## Start Given data

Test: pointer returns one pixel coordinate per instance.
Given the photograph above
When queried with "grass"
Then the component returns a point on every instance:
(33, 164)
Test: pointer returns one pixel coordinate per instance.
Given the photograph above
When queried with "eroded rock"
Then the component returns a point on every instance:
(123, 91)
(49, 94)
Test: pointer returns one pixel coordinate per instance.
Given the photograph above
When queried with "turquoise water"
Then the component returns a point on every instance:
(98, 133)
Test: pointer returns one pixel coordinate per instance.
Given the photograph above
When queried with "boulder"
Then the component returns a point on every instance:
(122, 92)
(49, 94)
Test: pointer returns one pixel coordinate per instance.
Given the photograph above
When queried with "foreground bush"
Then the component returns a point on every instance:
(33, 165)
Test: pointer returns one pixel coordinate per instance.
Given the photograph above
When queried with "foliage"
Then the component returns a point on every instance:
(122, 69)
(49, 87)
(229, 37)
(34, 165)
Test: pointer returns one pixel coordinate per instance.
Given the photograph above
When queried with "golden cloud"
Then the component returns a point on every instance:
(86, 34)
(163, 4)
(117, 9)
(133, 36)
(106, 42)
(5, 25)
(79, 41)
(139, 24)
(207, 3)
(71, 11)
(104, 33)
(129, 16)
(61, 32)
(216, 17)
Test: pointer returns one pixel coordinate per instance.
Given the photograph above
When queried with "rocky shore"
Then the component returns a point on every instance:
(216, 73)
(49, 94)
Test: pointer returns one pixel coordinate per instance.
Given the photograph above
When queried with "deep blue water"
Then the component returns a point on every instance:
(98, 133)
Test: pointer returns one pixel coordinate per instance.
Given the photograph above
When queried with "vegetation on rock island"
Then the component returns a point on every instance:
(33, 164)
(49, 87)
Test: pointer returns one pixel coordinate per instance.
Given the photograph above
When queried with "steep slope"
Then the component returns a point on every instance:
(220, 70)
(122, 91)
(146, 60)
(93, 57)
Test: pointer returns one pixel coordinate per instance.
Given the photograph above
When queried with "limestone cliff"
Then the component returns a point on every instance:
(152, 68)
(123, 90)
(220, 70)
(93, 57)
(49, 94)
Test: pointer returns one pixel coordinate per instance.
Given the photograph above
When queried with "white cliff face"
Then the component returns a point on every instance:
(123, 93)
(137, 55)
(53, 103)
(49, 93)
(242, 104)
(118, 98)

## End Given data

Written exercise: Return every entry verbatim.

Output of the task:
Test: pointer returns one pixel coordinate per instance.
Given the photograph above
When queried with "grass"
Then the component returns a point on every instance:
(33, 164)
Test: pointer returns one pixel coordinate per instance.
Given the photograph above
When queried with "eroded rock"
Then the component returns a point on every instance:
(123, 91)
(49, 94)
Test: pointer returns one pixel coordinate per instance.
Given the photograph above
When queried with "turquoise water"
Then the component returns a point on every instance:
(98, 133)
Test: pointer returns one pixel coordinate per instance.
Given the photograph above
When queried with "boulder"
Then the component returns a point on every instance:
(122, 92)
(49, 94)
Test: pointer returns one pixel coordinate per instance.
Given the photograph above
When queried with "foreground bush"
Then the component returns a point on every instance:
(33, 165)
Test: pointer returns one pixel coordinate per instance.
Given the photograph above
When queried with "foliage"
Then the component returns a point on every instance:
(122, 69)
(49, 87)
(229, 37)
(34, 165)
Test: pointer returns one pixel coordinate per instance.
Given the photograph above
When queried with "golden cloud"
Then the component returns a point on every instance:
(86, 34)
(163, 4)
(117, 9)
(133, 36)
(106, 42)
(5, 25)
(79, 41)
(139, 24)
(207, 3)
(71, 11)
(104, 33)
(129, 16)
(61, 32)
(216, 17)
Test: pointer returns one pixel coordinate per instance.
Given the photograph above
When queried with "rocky shore"
Then the component returns a point on every instance:
(216, 73)
(49, 94)
Test: pointer returns one pixel coordinate per instance.
Given the photograph above
When queried with "deep blue water"
Then the component returns a point on every instance:
(98, 133)
Test: pointer returns one pixel coordinate per instance.
Given the photograph above
When queried with "vegetation on rock island"
Then the component returns a point on every instance:
(33, 164)
(49, 87)
Test: pointer returns one pixel coordinate per instance.
Given the photograph above
When queried with "steep slope"
Then the component returns a point on every instance:
(220, 70)
(122, 91)
(146, 60)
(93, 57)
Test: pointer returns one pixel coordinate per instance.
Given the photograph above
When queried with "limestone cliff"
Then the component returns a point on every instance:
(152, 68)
(123, 90)
(220, 70)
(93, 57)
(49, 94)
Test: pointer returns one pixel coordinate per instance.
Given the photograph above
When queried with "white cliff face"
Then the component returns a point on every instance:
(123, 93)
(137, 55)
(53, 103)
(49, 93)
(242, 104)
(118, 98)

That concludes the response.